● **Passage fourni**:
┄┄┄┄┄┄┄┄┄┄┄┄┄┄┄┄┄┄┄┄

Le psychiatre qui ne l’aurait questionné que cinq à six minutes en prison lui aurait dit : « Vous vous prenez pour Jésus Christ et vous avez, paraît-il, des dons. » « J’ai répondu que je priais pour les gens par amour et que si j’avais eu des dons je me serais déjà guéri du diabète alors que pour me soigner j’utilise l’insuline. J’ai bien précisé que je n’avais pas de pouvoir et encore moins celui d’un gourou. »

Le rapport du psychiatre fait état qu’il ne se décrit pas comme étant un visionnaire mais qu’il reste convaincu que la prière peut guérir de nombreuses maladies comme le sida, le cancer et de nombreux autres maux aussi redoutables.

Il indique aussi que le quinquagénaire n’a pas été ému de voir la victime attachée toute une nuit qui a précédé sa mort, que ce n’était pas la voix de Roger qu’il entendait mais celle d’un démon, qu’il s’autoproclamait d’un pouvoir sur autrui ou encore qu’il avait besoin de reconnaissance et de pouvoir.

« Nous avons voulu apporter notre contribution par la prière, lors des faits qui ont été présentés ?[…] Maintenant nous ne permettons à personne de dormir sur place et nous n’attachons plus personne. Ceux qui viennent attachés le sont par leur famille mais jamais par nous ou à notre demande » , a lancé celui-ci. « Qu’est-ce qui vous fait dire que vous avez fait le bon choix ? » , lui a demandé Me Tshefu faisant allusion à celui de l’église en question. « Ce choix est dû à ma guérison.»

{{Tous mystico-religieux}}

Félicité-Denise Saint-Pierre, 52 ans, alias « Holy maman » , condamnée en première instance à sept ans de prison, a également soutenu qu’elle ne se reconnaissait pas du tout dans la description faite par le psychiatre, absent à la barre au grand dam des dix avocats en présence. Le jour des faits sa participation aurait été moindre puisqu’elle affirme qu’elle était en train de préparer le carnaval.

Le psychiatre a déduit de l’entretien que cette mère de trois enfants « fournissait des réponses pauvres et conventionnelles, qu’elle était mal à l’aise en répondant, s’attribuait des titres religieux et s’autoproclamait des pouvoirs mystico-religieux. »

┄┄┄┄┄┄┄┄┄┄┄┄┄┄┄┄┄┄┄┄

● **Les données**:
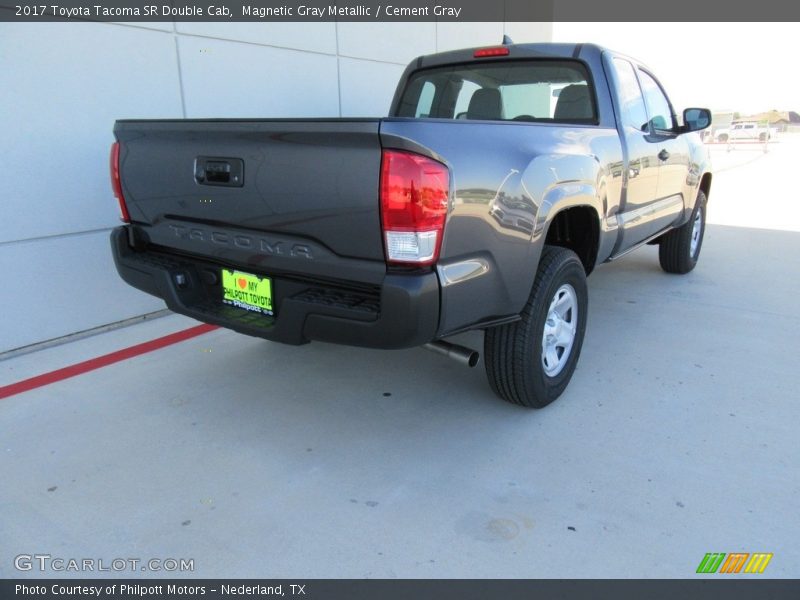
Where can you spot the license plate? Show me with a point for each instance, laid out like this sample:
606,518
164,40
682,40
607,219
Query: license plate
247,291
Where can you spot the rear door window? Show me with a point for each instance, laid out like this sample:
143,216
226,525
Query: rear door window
520,90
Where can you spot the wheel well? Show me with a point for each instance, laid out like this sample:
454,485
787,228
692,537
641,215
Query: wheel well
705,185
576,228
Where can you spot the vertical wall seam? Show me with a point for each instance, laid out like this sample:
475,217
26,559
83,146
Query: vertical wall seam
180,70
338,68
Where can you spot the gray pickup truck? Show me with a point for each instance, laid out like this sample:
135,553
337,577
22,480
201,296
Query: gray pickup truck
502,176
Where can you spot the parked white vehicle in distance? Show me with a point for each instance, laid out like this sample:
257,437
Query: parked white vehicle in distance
746,130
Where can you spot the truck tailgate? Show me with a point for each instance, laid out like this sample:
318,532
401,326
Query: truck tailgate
307,183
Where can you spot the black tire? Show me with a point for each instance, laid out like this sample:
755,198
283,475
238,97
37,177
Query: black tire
675,247
513,352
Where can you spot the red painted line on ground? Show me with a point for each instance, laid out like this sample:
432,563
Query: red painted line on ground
102,361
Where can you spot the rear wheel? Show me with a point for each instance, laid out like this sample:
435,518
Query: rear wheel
679,249
531,361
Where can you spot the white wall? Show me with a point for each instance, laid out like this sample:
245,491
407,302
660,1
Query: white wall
62,85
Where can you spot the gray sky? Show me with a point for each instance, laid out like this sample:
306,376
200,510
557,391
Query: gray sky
746,67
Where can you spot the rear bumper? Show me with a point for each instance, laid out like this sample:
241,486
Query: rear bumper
402,312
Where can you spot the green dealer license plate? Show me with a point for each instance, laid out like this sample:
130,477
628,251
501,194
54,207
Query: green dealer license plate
247,291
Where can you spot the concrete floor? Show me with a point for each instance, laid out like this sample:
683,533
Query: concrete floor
676,437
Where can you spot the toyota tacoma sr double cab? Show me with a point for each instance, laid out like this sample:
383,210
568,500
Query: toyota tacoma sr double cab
501,178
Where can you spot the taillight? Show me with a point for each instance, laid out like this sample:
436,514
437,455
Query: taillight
486,52
414,196
116,184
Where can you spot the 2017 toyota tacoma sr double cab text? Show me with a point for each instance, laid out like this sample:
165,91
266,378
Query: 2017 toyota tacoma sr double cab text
501,178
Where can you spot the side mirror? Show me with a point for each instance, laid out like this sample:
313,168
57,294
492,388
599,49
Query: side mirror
695,119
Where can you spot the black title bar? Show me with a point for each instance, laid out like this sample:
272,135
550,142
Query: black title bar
399,10
418,589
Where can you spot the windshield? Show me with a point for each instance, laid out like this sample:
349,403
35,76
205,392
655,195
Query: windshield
538,90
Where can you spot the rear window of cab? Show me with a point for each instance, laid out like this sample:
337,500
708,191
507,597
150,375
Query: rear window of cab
536,90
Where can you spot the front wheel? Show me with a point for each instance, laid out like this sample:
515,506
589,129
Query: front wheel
530,362
679,249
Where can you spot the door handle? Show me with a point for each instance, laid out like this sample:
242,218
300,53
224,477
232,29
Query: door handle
219,171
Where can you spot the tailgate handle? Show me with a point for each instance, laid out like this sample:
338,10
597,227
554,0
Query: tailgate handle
219,171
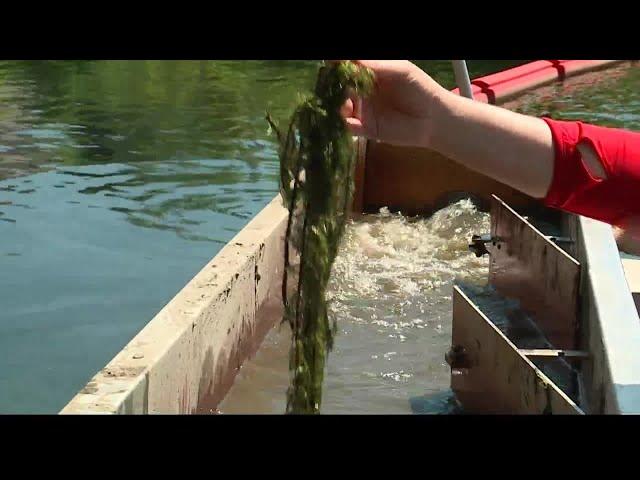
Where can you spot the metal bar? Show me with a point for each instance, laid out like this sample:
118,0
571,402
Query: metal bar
549,353
462,78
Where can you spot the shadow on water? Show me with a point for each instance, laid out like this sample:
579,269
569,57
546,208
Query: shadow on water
441,403
118,181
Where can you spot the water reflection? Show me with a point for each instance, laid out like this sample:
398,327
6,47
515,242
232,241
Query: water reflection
118,181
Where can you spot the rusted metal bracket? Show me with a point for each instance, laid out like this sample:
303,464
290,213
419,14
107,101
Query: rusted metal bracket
478,243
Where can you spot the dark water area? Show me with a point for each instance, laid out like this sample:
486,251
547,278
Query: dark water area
119,180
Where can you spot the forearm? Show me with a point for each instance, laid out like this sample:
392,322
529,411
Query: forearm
512,148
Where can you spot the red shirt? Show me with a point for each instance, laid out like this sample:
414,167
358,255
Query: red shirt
575,190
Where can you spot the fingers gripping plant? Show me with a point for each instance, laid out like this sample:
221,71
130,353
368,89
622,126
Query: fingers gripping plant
317,160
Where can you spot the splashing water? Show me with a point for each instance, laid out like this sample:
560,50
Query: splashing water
390,292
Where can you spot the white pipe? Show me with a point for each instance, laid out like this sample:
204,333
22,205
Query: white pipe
462,78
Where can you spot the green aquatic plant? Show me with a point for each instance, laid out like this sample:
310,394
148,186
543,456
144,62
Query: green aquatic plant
317,160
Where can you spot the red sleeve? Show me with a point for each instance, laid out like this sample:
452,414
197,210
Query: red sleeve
573,189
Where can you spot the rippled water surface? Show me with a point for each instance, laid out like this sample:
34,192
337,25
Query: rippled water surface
119,180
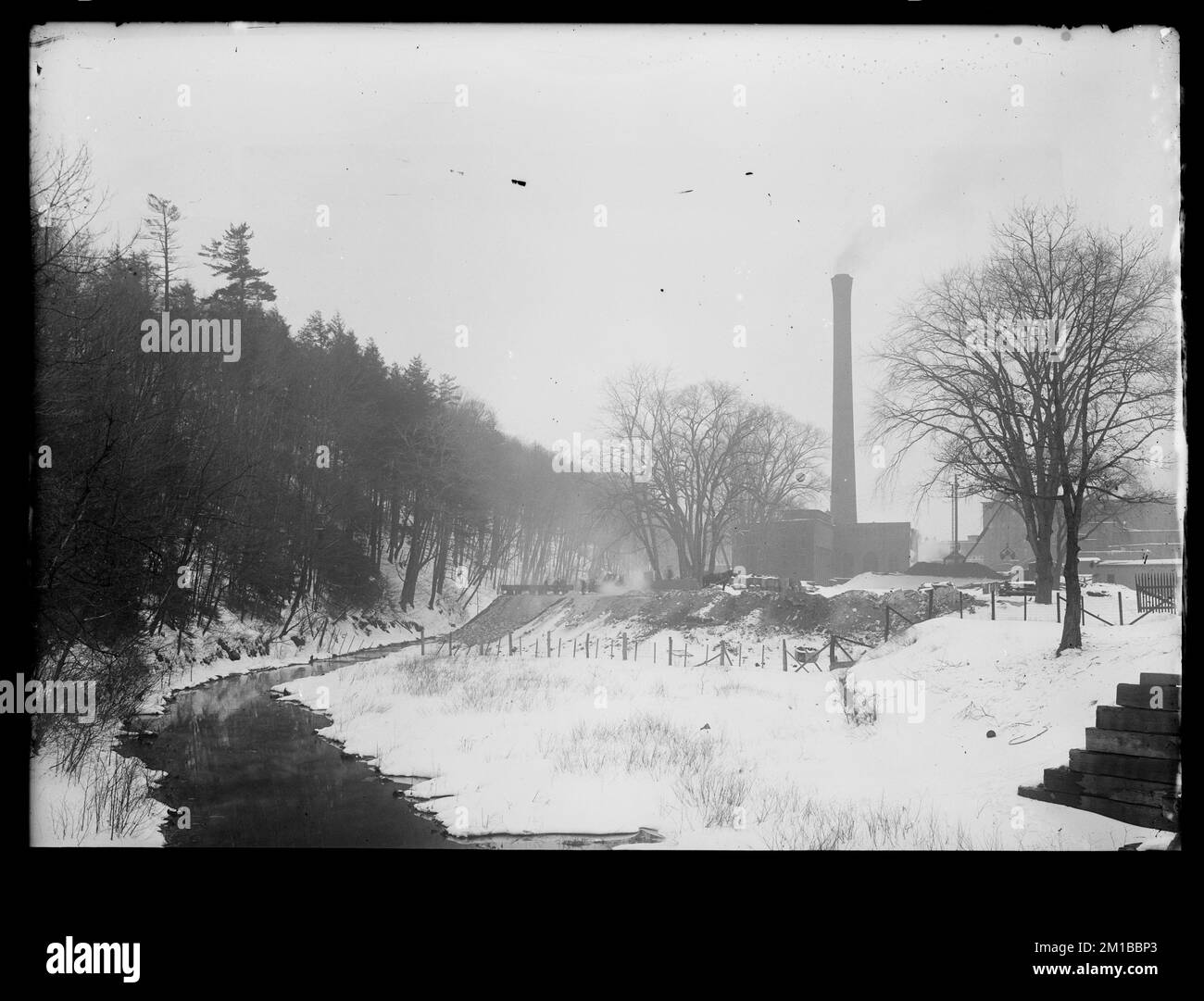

┄┄┄┄┄┄┄┄┄┄┄┄┄┄┄┄┄┄┄┄

Donnez la suite du passage fourni, consacré à l'expertise psychiatrique évoquée à l'audience, à partir de sa dernière phrase. Les lignes ne sont d'aucune utilité pour cet exercice.

● **Réponse rédigée**:
L’accusée a précisé en substance, en contestant cette analyse : « J’ai des visions. Ce sont des images que j’aie. J’ai eu des visions sur la santé des fidèles mais jamais sur celle de Roger. »

Alain Lescot, 41 ans, adjoint administratif dans l’armée, qui a écopé de trois ans en première instance (dont deux avec sursis), a estimé, lui aussi, le rapport de l’expert discutable.

En effet, Il ne s’attribuait pas, comme l’a souligné le médecin, un pouvoir divin et ne vivait pas dans un contexte de croyance mystico-religieux. Il a par ailleurs été décrit comme quelqu’un qui redoutait les questions, qu’il était introverti, voire secret, et qu’il avait le sentiment de posséder un pouvoir. Il a expliqué-comme les autres-que l’entretien avait été court : 10 minutes.

Jean-Luc Rosa, 36 ans, cuisinier dans l’administration, aurait été mal à l’aise devant le psychiatre selon ce dernier. Il se cacherait également derrière une volonté de pouvoir et se serait auto-proclamé sur le pouvoir médical. « Je n’ai jamais dit cela, a t-il soutenu à la barre […] Pourquoi l’église de Christiannisme céleste ? Parce que l’approfondissement de la bible est bien plus important que dans l’église catholique.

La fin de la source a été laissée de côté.